Metin bölümü:
==========
BİR İNSAN YAVAŞ YAVAŞ NASIL ÖLDÜRÜLÜR?
Funda Mete
Aşkımız Aksaray’ın En Büyük Yangını, Güngör Dilmen’in yazdığı komik, dinamik ve müzikli bir oyun. Pek çok seyirci onu eğlendiği, güldüğü bir oyun olarak hatırlar. Benim için durum pek öyle değil. Oyunu hep Mahitab’ın bu duygusal, iç acıtıcı tiradı ile hatırlarım, tiradın içinde geçen şu sözle: “Güzel olmadığımı annemden öğrendim ben.”
Canınızdan öte can, en yakınınız size güzel olmadığınızı -istemeden de olsa- hissettirdiğinde, ileride ne kadar çok insan aksini de söylese içinizde kanayan yaraya merhem olmaz. Onların merhametli yalancılar olduklarını düşünürsünüz. Özgüveniniz her zaman biraz eksik kalır. Evet bu oyunu hep bu tiratla hatırlarım ve bu tirat başka iki şeyi getirir aklıma.
==========
Kayıtlar:
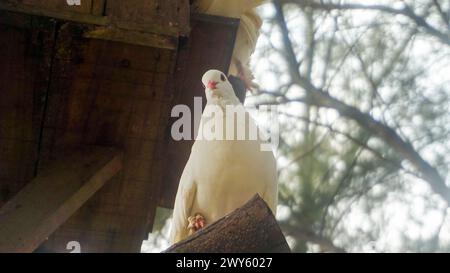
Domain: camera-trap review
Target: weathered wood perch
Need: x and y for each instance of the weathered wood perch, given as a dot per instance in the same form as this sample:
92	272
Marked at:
250	228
==========
Aşağıdakileri tamamlayın:
(a) Aşağıdaki ifadelerin yazıyla uyuşup uyuşmadığını söyleyin. Her biri için evet ya da hayır deyin ve yazıdan belirleyici sözleri birebir alıntılayın: (i) Aşkımız Aksaray’ın En Büyük Yangını oyununu Güngör Dilmen yazmıştır. (ii) Yazar, oyunu çoğu seyirci gibi eğlendiği bir oyun olarak hatırlar. (iii) Mahitab, güzel olmadığını annesinden öğrendiğini söyler.
(b) Yazıda oyun hangi üç sıfatla anlatılıyor?
(c) Yazıda "Canınızdan öte can, en" sözlerini içeren kısımla açılıp "şeyi getirir aklıma." ile kapanan bölümü hiç değiştirmeden geri verin.

Çözümler:
(a)
(i) Evet: "Güngör Dilmen’in yazdığı komik, dinamik ve müzikli bir oyun."
(ii) Hayır: "Benim için durum pek öyle değil."
(iii) Evet: "Güzel olmadığımı annemden öğrendim ben."

(b) Komik, dinamik ve müzikli.

(c)
Canınızdan öte can, en yakınınız size güzel olmadığınızı -istemeden de olsa- hissettirdiğinde, ileride ne kadar çok insan aksini de söylese içinizde kanayan yaraya merhem olmaz. Onların merhametli yalancılar olduklarını düşünürsünüz. Özgüveniniz her zaman biraz eksik kalır. Evet bu oyunu hep bu tiratla hatırlarım ve bu tirat başka iki şeyi getirir aklıma.